▶ _HOW TO COMPLETE THIS TASK_
Your answer must be every line of the data that holds the string "below".

(Referring expression data)
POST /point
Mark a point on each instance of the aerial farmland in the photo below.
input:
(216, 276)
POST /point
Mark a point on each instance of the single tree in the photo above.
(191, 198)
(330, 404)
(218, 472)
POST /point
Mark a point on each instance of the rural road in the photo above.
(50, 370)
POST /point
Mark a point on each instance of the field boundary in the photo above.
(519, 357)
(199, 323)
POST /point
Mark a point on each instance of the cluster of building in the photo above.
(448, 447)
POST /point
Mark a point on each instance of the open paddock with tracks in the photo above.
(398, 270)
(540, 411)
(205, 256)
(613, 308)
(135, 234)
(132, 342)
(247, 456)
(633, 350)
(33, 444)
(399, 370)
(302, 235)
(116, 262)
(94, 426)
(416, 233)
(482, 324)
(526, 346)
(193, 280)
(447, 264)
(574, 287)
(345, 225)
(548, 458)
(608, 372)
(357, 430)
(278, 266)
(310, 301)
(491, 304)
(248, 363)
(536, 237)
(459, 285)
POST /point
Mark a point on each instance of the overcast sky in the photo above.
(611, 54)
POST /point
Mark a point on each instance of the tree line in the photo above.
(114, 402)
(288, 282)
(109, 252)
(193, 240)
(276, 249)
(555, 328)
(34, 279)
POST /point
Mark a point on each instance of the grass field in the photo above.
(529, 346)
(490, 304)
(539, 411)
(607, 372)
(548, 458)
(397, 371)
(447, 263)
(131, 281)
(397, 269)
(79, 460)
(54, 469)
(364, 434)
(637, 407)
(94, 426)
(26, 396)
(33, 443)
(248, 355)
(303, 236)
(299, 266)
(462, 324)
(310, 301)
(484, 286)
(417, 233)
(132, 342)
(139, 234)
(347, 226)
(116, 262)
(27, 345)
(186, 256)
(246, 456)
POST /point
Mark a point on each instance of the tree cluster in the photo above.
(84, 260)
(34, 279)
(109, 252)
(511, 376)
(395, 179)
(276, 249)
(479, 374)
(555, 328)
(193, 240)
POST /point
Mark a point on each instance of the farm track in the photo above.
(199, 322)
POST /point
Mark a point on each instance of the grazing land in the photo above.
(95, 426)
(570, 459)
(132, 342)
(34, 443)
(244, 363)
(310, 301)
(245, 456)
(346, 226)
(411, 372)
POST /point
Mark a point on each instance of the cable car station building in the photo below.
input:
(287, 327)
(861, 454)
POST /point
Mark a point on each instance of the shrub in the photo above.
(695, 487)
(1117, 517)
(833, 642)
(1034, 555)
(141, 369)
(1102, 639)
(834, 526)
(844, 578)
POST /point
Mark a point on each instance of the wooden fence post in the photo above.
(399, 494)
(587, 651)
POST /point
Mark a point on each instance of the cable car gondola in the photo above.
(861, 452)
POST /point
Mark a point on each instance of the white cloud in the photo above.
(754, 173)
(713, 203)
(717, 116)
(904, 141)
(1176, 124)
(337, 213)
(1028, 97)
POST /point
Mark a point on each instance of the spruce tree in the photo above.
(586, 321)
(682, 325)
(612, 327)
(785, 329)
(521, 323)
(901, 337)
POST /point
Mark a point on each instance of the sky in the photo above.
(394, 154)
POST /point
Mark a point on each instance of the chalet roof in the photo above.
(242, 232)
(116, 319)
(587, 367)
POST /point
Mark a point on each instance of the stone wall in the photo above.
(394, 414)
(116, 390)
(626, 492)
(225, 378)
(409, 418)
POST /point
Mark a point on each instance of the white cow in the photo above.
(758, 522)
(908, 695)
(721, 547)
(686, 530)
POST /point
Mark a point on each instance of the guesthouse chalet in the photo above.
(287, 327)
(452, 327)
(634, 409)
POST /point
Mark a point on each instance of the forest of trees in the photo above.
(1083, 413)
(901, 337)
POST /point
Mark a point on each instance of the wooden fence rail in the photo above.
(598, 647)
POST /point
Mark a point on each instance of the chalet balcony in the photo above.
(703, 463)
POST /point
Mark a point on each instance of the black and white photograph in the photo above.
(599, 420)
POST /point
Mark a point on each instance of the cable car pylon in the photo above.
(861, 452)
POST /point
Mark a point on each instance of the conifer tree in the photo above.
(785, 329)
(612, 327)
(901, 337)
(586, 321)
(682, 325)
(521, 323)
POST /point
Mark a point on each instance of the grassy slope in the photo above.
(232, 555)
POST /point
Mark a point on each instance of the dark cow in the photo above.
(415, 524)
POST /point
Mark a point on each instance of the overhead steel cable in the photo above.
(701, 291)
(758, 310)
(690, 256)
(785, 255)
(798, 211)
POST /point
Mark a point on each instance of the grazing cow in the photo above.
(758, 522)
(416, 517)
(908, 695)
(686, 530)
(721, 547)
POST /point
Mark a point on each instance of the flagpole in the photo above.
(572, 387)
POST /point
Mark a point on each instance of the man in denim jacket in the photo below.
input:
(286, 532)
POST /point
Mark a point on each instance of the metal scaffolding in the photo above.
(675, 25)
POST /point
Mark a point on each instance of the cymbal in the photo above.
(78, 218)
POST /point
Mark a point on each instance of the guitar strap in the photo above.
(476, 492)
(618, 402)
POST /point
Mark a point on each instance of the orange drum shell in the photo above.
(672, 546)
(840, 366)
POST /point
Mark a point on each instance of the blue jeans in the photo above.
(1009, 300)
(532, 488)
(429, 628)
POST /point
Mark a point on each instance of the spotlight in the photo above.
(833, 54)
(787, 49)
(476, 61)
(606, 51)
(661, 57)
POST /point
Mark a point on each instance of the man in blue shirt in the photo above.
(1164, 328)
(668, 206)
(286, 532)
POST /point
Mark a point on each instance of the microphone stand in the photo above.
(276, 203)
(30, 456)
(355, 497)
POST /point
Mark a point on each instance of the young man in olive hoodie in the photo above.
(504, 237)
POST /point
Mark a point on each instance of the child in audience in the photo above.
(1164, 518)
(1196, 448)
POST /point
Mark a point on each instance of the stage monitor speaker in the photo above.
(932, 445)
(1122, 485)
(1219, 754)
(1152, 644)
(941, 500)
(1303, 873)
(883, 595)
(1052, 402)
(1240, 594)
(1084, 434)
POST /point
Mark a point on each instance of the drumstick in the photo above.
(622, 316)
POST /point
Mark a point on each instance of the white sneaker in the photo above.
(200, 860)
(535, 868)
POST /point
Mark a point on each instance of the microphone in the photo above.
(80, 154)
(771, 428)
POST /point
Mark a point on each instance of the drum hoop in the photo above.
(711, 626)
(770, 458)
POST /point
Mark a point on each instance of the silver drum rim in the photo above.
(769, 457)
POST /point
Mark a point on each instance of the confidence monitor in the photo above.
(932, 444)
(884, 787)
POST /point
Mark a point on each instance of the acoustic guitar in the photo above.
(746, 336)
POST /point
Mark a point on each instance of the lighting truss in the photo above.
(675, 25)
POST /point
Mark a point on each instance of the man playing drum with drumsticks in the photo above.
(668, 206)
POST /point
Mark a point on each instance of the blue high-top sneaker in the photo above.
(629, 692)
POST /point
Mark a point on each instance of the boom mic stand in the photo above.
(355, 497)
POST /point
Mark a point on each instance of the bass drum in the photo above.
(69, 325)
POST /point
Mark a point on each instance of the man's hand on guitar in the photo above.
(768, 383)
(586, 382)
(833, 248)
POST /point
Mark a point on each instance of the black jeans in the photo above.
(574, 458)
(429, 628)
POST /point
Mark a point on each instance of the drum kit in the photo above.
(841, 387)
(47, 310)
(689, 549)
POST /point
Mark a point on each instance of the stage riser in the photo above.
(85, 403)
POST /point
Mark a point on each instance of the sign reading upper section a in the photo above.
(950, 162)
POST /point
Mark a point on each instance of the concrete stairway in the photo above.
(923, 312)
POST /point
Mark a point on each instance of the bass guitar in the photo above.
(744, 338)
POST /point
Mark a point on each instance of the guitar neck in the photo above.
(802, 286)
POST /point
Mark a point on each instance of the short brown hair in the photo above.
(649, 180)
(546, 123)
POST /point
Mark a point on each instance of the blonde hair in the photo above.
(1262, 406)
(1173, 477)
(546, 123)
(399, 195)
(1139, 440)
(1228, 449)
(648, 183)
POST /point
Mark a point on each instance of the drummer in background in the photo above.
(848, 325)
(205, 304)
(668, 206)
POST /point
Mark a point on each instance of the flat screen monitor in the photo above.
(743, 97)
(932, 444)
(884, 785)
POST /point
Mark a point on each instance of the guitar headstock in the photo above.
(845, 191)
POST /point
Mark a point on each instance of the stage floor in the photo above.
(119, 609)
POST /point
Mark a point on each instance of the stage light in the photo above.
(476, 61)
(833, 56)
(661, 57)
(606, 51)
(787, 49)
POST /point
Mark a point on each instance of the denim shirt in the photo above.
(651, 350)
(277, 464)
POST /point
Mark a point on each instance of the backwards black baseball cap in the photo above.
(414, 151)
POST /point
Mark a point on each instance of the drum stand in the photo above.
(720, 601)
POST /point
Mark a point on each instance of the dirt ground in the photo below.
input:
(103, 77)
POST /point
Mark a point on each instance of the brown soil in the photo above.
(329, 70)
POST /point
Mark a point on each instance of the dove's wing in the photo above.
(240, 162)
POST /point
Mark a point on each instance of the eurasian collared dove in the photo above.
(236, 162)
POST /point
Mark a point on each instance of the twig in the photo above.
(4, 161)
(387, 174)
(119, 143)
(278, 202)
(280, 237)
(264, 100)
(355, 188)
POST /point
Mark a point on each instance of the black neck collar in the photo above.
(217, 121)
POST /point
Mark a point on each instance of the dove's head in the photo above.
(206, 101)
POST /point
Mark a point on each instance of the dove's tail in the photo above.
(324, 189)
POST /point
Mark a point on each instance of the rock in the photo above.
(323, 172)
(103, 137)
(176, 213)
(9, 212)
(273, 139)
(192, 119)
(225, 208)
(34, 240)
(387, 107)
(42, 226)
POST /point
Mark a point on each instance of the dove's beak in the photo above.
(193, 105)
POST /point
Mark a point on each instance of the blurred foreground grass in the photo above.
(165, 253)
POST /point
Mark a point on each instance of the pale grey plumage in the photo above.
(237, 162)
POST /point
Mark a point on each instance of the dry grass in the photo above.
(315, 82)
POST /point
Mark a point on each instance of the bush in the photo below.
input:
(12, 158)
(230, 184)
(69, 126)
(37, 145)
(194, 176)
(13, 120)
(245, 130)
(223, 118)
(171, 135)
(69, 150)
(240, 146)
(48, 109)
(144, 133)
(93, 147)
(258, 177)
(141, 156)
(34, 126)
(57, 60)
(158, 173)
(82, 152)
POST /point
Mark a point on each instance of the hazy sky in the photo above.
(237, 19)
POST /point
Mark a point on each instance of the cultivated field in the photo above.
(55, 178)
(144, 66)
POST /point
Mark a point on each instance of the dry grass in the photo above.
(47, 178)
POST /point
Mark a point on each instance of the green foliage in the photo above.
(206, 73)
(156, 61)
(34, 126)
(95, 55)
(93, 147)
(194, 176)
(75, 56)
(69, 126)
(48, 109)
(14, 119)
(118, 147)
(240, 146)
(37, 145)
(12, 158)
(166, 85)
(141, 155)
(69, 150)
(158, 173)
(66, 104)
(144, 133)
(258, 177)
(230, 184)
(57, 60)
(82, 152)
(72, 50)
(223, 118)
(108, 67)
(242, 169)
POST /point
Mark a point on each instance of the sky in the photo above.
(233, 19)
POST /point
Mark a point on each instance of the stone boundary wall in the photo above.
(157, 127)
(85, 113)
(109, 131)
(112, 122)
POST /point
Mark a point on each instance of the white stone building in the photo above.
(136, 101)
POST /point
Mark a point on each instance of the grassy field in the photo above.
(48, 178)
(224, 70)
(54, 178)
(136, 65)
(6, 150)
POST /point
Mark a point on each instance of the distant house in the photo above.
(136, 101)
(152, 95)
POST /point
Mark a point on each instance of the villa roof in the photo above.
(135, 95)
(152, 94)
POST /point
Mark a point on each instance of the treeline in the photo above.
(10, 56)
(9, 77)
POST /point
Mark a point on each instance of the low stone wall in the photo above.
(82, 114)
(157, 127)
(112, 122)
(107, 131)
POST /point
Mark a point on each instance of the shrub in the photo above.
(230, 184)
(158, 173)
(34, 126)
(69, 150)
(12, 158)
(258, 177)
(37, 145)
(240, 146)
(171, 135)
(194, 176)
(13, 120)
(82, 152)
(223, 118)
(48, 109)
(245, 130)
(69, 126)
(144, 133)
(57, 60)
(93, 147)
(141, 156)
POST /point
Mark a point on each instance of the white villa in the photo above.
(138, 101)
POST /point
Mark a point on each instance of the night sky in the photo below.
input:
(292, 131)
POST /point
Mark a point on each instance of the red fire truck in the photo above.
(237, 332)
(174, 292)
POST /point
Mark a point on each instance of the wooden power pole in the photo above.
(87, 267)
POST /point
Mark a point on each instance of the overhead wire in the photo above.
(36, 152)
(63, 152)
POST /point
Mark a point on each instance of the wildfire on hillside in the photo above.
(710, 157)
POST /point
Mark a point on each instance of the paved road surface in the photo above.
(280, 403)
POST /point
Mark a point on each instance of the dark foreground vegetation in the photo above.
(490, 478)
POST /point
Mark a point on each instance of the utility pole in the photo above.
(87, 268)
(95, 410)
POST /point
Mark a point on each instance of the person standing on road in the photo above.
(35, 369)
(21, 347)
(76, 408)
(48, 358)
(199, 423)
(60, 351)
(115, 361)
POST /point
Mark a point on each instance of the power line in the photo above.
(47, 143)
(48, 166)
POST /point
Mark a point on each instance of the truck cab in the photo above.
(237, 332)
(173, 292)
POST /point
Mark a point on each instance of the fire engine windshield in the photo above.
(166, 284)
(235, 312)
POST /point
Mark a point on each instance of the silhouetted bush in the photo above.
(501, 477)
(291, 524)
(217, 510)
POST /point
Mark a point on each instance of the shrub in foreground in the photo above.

▶ _SOLUTION TO THIS PROBLEM_
Mark a point on each instance of the aerial farmland in the photo below.
Mark a point on each instance of the cable car station building in the photo below.
Mark a point on each instance of the man in denim jacket in the photo below.
Mark a point on each instance of the dirt ground in the photo below.
Mark a point on each instance of the bush in the photo below.
Mark a point on each instance of the night sky in the photo below.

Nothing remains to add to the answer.